# AIM OF THE TASK:
Below are records to write out exactly; drop the pictures when you do.

# RECORDED DATA:
↓
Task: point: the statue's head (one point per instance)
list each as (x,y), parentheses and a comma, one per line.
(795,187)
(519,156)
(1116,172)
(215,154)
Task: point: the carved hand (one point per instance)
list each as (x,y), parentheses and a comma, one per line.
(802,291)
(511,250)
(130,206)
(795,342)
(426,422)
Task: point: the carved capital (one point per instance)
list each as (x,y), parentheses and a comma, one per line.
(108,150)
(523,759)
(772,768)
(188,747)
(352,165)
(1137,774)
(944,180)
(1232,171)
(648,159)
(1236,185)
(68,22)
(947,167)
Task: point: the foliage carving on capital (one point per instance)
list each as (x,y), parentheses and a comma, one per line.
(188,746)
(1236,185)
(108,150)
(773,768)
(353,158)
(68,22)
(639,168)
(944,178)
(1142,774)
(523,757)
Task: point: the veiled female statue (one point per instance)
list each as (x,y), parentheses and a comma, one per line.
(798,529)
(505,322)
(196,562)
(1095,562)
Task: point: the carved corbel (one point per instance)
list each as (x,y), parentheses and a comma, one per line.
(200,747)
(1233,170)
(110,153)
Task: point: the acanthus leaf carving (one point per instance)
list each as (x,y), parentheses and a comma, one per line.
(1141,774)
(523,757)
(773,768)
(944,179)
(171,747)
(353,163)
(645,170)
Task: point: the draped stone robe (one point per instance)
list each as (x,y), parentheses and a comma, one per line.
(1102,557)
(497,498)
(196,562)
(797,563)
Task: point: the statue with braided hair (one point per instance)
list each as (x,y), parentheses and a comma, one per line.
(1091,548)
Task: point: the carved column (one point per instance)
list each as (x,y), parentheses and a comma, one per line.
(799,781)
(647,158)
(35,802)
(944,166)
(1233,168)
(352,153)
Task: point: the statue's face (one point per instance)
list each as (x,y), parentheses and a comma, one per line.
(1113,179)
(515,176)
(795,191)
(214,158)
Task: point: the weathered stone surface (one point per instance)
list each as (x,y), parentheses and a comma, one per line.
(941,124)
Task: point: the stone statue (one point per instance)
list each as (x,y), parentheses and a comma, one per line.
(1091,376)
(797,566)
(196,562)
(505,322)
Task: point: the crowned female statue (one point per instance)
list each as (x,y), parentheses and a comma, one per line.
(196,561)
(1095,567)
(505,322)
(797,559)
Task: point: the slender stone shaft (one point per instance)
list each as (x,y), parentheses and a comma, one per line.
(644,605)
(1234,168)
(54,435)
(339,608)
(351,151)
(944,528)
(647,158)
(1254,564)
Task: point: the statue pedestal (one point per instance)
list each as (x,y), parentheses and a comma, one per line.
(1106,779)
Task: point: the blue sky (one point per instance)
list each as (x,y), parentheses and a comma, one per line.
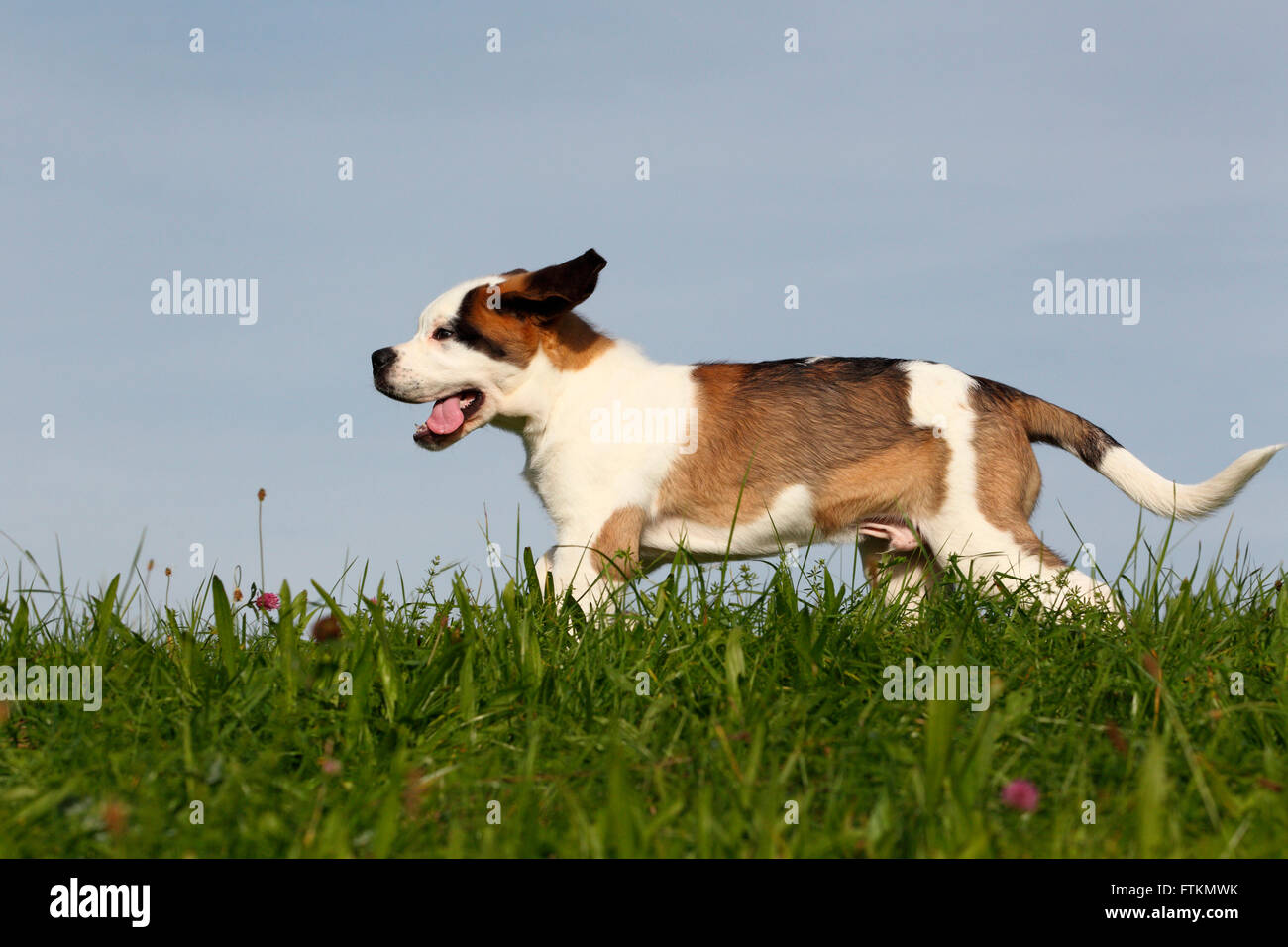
↑
# SOLUTION FOR THIS PROBLEM:
Task: point: the statue's head (one point per instance)
list each as (x,y), parentheses and a comma, one per line.
(795,187)
(519,156)
(1116,172)
(215,154)
Task: point: the carved hand (one point per instance)
list each as (x,y), parentheses and a comma, one per line.
(802,291)
(511,250)
(130,206)
(795,342)
(426,422)
Task: point: the carved capital (one point per instance)
list each as (x,y), parentheses and a comma, one per line.
(108,150)
(523,759)
(772,768)
(188,747)
(352,165)
(1137,774)
(944,180)
(1232,171)
(648,159)
(1236,185)
(68,22)
(947,167)
Task: point: the foliage carving on capital (one point per instance)
list each as (x,y), parentheses and a comma, one per line.
(188,746)
(1236,185)
(108,150)
(773,768)
(353,158)
(68,22)
(639,168)
(944,178)
(1142,774)
(523,757)
Task: point: the veiled female statue (one point per instance)
list each as (x,y), parentheses and a comma, one per line.
(798,529)
(505,322)
(196,562)
(1095,562)
Task: point: the carved corbel (one point per instance)
list each as (x,y), parentheses and a comma, one per line.
(200,747)
(1233,170)
(110,153)
Task: point: the acanthus leaf carving (one point per instance)
list each as (x,y), parentheses and a comma, one per line.
(1141,774)
(523,757)
(773,768)
(944,179)
(171,747)
(353,163)
(645,170)
Task: point: the draped stone robe (one point per instance)
list each as (x,y), parentheses and a comma, one per line.
(1102,557)
(497,498)
(196,562)
(797,563)
Task: point: the statue with braided hair (one point per instance)
list each as (x,y), parentheses and a comma, one per line.
(1091,548)
Task: point: the carved column (one point per instance)
list each as (x,y), parentheses and a comma, one per line.
(799,781)
(647,158)
(35,802)
(944,166)
(1233,168)
(352,153)
Task: point: the statue's face (one point per instance)
list each as (x,y), parentheses and a comma, one per line.
(1113,179)
(515,176)
(795,191)
(214,158)
Task: point: the weathered stone surface (one point per instance)
list each as (x,y), parentheses and a comma, one per line.
(941,124)
Task: point: the stone statue (one point per instance)
list each as (x,y), parentheses and a comma, one per line.
(1091,376)
(797,566)
(196,562)
(505,322)
Task: point: the crowned female statue (one point per instance)
list each as (x,y), parentheses and a comma, one per line.
(196,561)
(1095,567)
(505,322)
(797,559)
Task: point: the slender stone shaft (one point per instance)
list each as (x,y), parentheses and a comma, one per line.
(644,605)
(1234,168)
(54,435)
(339,608)
(351,151)
(944,528)
(647,158)
(1254,564)
Task: point: the statue pedestal (one point per instance)
list each as (x,y), parentheses and a comma, one per line.
(1106,779)
Task: point: the blue sky (one point per instance)
list each as (x,y), parentheses and a comma, one per line.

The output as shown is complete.